= SET PROBLEM =
Reproduce the listing below word for word, beginning at its first line and stopping after the line that contains "x=259, y=86", with both of those lines included. Leave the pictures out of your copy.

Object point labels
"""
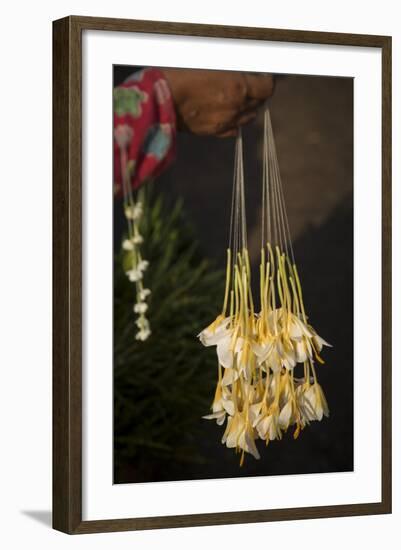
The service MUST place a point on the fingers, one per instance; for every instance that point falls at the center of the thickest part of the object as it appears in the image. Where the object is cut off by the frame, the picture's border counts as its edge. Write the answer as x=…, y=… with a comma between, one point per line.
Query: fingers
x=259, y=86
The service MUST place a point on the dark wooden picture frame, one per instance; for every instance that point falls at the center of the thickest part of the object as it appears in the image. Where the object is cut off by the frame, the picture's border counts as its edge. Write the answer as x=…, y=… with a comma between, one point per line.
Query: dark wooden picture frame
x=67, y=275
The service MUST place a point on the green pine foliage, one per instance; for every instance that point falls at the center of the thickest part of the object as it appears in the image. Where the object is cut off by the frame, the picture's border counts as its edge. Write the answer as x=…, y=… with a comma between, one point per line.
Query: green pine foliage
x=164, y=385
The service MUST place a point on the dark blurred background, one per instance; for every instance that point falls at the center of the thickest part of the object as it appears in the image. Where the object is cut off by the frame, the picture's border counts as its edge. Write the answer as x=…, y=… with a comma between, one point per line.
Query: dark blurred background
x=312, y=120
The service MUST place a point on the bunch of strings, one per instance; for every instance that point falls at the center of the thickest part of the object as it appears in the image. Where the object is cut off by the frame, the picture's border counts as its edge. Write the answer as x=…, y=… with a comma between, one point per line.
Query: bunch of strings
x=257, y=393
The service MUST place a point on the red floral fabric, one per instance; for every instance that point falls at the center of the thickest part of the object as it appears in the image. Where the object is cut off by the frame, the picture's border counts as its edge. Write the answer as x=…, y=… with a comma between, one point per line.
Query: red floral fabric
x=144, y=127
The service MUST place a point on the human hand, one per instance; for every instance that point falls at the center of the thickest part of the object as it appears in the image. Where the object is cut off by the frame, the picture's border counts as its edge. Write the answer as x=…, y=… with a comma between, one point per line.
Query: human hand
x=216, y=102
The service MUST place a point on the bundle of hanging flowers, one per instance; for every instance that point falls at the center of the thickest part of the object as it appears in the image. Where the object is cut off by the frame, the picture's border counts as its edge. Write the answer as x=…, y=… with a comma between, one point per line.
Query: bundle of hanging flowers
x=257, y=394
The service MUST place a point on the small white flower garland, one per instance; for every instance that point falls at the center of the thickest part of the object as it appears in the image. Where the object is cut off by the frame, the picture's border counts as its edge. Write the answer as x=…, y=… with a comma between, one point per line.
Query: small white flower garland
x=137, y=265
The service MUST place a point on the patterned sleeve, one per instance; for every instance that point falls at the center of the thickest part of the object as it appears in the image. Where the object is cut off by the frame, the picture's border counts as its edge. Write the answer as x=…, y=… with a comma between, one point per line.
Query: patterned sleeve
x=144, y=128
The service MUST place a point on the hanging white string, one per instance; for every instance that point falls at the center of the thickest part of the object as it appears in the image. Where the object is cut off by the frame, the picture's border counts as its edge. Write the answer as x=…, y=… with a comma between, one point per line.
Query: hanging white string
x=275, y=225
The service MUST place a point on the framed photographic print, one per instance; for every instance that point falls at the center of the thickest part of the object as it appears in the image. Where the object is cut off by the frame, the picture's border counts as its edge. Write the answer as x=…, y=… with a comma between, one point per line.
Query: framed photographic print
x=221, y=275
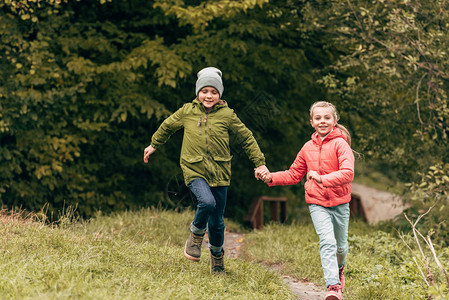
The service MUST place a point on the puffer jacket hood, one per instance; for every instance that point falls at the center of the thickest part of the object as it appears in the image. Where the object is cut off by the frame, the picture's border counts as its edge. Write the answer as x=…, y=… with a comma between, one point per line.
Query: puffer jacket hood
x=333, y=159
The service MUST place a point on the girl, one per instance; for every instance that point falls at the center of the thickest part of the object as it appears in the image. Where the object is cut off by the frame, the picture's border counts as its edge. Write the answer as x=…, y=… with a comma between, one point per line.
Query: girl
x=206, y=159
x=328, y=161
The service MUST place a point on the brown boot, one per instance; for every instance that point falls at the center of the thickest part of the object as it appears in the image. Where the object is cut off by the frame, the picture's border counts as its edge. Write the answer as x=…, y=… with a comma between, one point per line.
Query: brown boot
x=217, y=263
x=192, y=249
x=334, y=292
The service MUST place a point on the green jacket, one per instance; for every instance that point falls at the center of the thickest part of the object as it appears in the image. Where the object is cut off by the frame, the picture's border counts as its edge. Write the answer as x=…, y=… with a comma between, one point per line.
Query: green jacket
x=205, y=151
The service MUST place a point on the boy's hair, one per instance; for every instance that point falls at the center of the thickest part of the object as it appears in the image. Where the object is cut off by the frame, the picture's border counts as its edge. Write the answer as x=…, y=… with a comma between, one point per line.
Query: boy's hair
x=336, y=116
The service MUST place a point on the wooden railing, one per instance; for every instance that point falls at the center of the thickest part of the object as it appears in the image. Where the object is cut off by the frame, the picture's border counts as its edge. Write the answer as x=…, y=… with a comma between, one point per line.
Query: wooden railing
x=278, y=206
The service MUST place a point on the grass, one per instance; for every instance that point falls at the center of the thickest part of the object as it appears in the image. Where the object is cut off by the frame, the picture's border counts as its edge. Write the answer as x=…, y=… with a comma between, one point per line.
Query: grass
x=125, y=256
x=379, y=265
x=138, y=255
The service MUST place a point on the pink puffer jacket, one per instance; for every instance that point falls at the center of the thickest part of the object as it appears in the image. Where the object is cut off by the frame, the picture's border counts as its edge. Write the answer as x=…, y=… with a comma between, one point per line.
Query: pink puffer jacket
x=333, y=159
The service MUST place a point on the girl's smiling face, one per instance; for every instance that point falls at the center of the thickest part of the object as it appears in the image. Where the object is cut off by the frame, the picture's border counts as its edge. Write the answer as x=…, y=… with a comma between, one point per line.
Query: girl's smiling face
x=209, y=96
x=323, y=120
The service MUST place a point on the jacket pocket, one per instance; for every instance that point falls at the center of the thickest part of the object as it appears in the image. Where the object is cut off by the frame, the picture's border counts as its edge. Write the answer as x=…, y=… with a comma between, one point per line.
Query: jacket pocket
x=223, y=167
x=223, y=158
x=192, y=159
x=193, y=167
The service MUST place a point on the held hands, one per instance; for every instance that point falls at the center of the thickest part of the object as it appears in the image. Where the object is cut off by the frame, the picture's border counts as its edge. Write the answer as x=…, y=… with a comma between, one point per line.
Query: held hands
x=262, y=173
x=314, y=175
x=147, y=152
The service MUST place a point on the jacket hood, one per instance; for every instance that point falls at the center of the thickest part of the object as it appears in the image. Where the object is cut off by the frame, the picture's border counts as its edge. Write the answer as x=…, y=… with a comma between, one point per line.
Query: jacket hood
x=335, y=133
"""
= RESPONSE TO THIS EXERCISE =
The service MUST place a point on the fingers, one per instance; for every instance that point falls at the center of the thickest part of the object as it appears in the image. Where the object is cut off by the frame, the picture's border counts as its edge. Write the answer as x=…, y=… with a comma between, one point per line.
Query: fingers
x=259, y=86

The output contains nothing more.